Entre otros razonamientos jurídicos, se considera acreditado que ‘una vez aceptado el pedido, el mismo había de atenderse (por parte de los repartidores) de acuerdo con las detalladas instrucciones determinadas por la empresa, sin margen apreciable de autonomía del trabajador’.

La decisión no es firme y cabe recurso ante la Sala de lo Social del Tribunal Superior de Justicia de Madrid.

Detalles de la sentencia contra Deliveroo

El Juzgado de lo Social nº 19 de Madrid ha estimado la demanda interpuesta por la Tesorería General de la Seguridad Social contra Roodfoods Spain S. L. (‘Deliveroo’) y declara que los trabajadores demandantes (repartidores de comida a domicilio, comúnmente conocidos como ‘riders’) estaban sujetos a una relación laboral con la sociedad demandada en el tiempo en que prestaron sus servicios.

En una sentencia de 26 folios el magistrado concluye que "en la prestación de servicios de los repartidores afectados por el proceso, durante el periodo al que se refiere el acta de liquidación, prevalecieron las condiciones propias de la laboralidad, lo que conduce a la estimación de la demanda", informa en nota de prensa el Consejo General del Poder Judicial, .

La sentencia continúa: "los repartidores esencialmente han ejecutado un trabajo personal en unas condiciones organizadas y dirigidas por la empresa, que es la única que controla la marca ‘Deliveroo’, su aplicación informática y toda la información que se desprende de ella. De hecho, a contrario, es patente la falta de una organización empresarial en un sentido mínimamente estricto de los repartidores aisladamente considerados, al punto de que era preciso explicarles la tarea a realizar, proporcionarles el acceso a los medios de trabajo de ser ello preciso e, incluso, formales".

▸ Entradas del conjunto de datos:
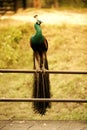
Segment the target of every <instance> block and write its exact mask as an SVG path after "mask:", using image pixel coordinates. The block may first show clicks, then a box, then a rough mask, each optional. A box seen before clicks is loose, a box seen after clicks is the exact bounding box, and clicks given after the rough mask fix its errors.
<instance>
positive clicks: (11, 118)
mask: <svg viewBox="0 0 87 130" xmlns="http://www.w3.org/2000/svg"><path fill="white" fill-rule="evenodd" d="M9 22H12V21H10V20H9ZM13 23H14V22H13ZM5 25H6V24H5ZM14 25H15V24H14ZM12 28H14V31H12ZM12 28H9V27H7V26H4V28H2V26H1V28H0V32H2V37H3V38H1V37H0V46H1V47H3V48H5V49H6V50H7V51H8V50H9V49H7V45H8V44H10V41H11V40H12V39H8V40H5V38H6V37H8V34H9V35H11V36H13V37H16V38H17V37H18V48H17V49H14V50H15V51H11V52H12V55H15V54H16V59H15V58H14V57H11V55H10V54H9V56H10V60H12V61H15V60H16V62H7V60H5V59H6V57H7V56H6V55H2V53H1V55H0V62H1V63H2V62H3V64H2V66H1V68H16V69H18V68H19V69H32V68H33V61H32V50H31V48H30V46H29V39H30V37H31V35H32V34H33V33H34V29H33V24H32V23H28V24H23V25H19V26H13V25H12ZM42 29H43V34H44V35H45V36H46V38H47V39H48V42H49V49H48V52H47V56H48V61H49V69H50V70H72V71H73V70H84V71H85V70H86V71H87V60H86V59H87V26H85V25H70V24H65V23H64V24H62V25H58V24H57V25H56V24H55V25H48V24H47V25H46V24H45V25H44V24H43V25H42ZM12 32H15V35H14V34H12ZM16 32H19V33H18V35H17V34H16ZM19 34H20V35H19ZM4 35H5V38H4ZM9 40H10V41H9ZM13 41H14V40H13ZM4 42H5V43H4ZM2 43H3V44H5V45H6V46H4V45H3V44H2ZM14 44H15V42H14ZM10 47H12V44H10ZM1 49H2V48H0V51H1V52H2V50H1ZM3 53H4V54H5V52H4V50H3ZM1 59H4V60H1ZM8 61H9V59H8ZM8 63H9V64H8ZM50 82H51V97H52V98H67V99H69V98H75V99H77V98H81V99H87V76H86V75H62V74H61V75H55V74H53V75H50ZM32 83H33V75H31V74H2V73H0V97H1V98H9V97H11V98H17V97H19V98H31V97H32ZM11 119H14V120H23V119H25V120H87V104H85V103H84V104H80V103H78V104H76V103H52V106H51V109H48V111H47V112H46V115H44V116H41V115H39V114H36V113H34V111H33V109H32V103H0V120H11Z"/></svg>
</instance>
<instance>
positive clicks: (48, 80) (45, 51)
mask: <svg viewBox="0 0 87 130" xmlns="http://www.w3.org/2000/svg"><path fill="white" fill-rule="evenodd" d="M34 18H35V19H36V22H35V24H34V28H35V30H36V33H35V34H34V35H33V36H31V38H30V46H31V48H32V50H33V62H34V69H35V70H36V73H34V81H33V95H32V96H33V98H50V95H51V94H50V80H49V73H46V72H45V70H48V69H49V68H48V61H47V50H48V41H47V39H46V38H45V36H43V34H42V29H41V23H42V21H40V20H38V15H35V16H34ZM39 70H40V71H42V72H41V73H38V71H39ZM50 107H51V104H50V102H49V101H46V102H45V101H43V102H41V101H35V102H34V103H33V108H34V110H35V112H37V113H39V114H42V115H44V114H45V113H46V110H47V108H50Z"/></svg>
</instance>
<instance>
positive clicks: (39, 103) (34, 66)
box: [33, 56, 50, 115]
mask: <svg viewBox="0 0 87 130" xmlns="http://www.w3.org/2000/svg"><path fill="white" fill-rule="evenodd" d="M34 58H35V56H34ZM41 62H42V59H41ZM40 64H42V63H40ZM44 66H45V69H48V61H47V57H46V56H45V65H44ZM34 69H35V59H34ZM33 97H34V98H50V81H49V74H48V73H45V72H43V73H35V74H34V84H33ZM33 105H34V110H35V111H36V112H38V113H40V114H42V115H43V114H45V112H46V109H47V108H48V107H50V102H40V101H37V102H34V104H33Z"/></svg>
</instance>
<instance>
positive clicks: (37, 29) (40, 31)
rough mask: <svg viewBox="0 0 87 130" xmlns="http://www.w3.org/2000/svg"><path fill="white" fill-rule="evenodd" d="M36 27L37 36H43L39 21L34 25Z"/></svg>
mask: <svg viewBox="0 0 87 130" xmlns="http://www.w3.org/2000/svg"><path fill="white" fill-rule="evenodd" d="M34 27H35V30H36V35H37V36H41V35H42V30H41V27H40V25H38V24H37V23H36V24H35V25H34Z"/></svg>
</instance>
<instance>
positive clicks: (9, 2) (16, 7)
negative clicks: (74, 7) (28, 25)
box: [0, 0, 87, 14]
mask: <svg viewBox="0 0 87 130" xmlns="http://www.w3.org/2000/svg"><path fill="white" fill-rule="evenodd" d="M65 6H66V7H82V8H85V7H87V0H0V13H2V14H3V13H5V12H6V11H9V10H11V11H14V12H16V11H17V10H18V9H19V8H23V9H26V8H29V7H32V8H33V7H34V8H58V7H65Z"/></svg>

▸ Comprueba lo aprendido:
**A.** Responde a partir del fragmento sobre la sentencia contra Deliveroo:
(i) ¿Qué juzgado dictó la sentencia?
(ii) ¿Ante qué órgano cabe recurso contra la decisión?
(iii) ¿Cuántos folios tiene la sentencia?
**B.** Reproduce sin cambios el pasaje del fragmento sobre la sentencia contra Deliveroo que comienza con las palabras que contienen "La decisión no" y acaba en "prestaron sus servicios.".

▸ Ejercicio resuelto:
**A.**
(i) El Juzgado de lo Social nº 19 de Madrid.
(ii) Ante la Sala de lo Social del Tribunal Superior de Justicia de Madrid.
(iii) 26 folios.

**B.**
La decisión no es firme y cabe recurso ante la Sala de lo Social del Tribunal Superior de Justicia de Madrid.

Detalles de la sentencia contra Deliveroo

El Juzgado de lo Social nº 19 de Madrid ha estimado la demanda interpuesta por la Tesorería General de la Seguridad Social contra Roodfoods Spain S. L. (‘Deliveroo’) y declara que los trabajadores demandantes (repartidores de comida a domicilio, comúnmente conocidos como ‘riders’) estaban sujetos a una relación laboral con la sociedad demandada en el tiempo en que prestaron sus servicios.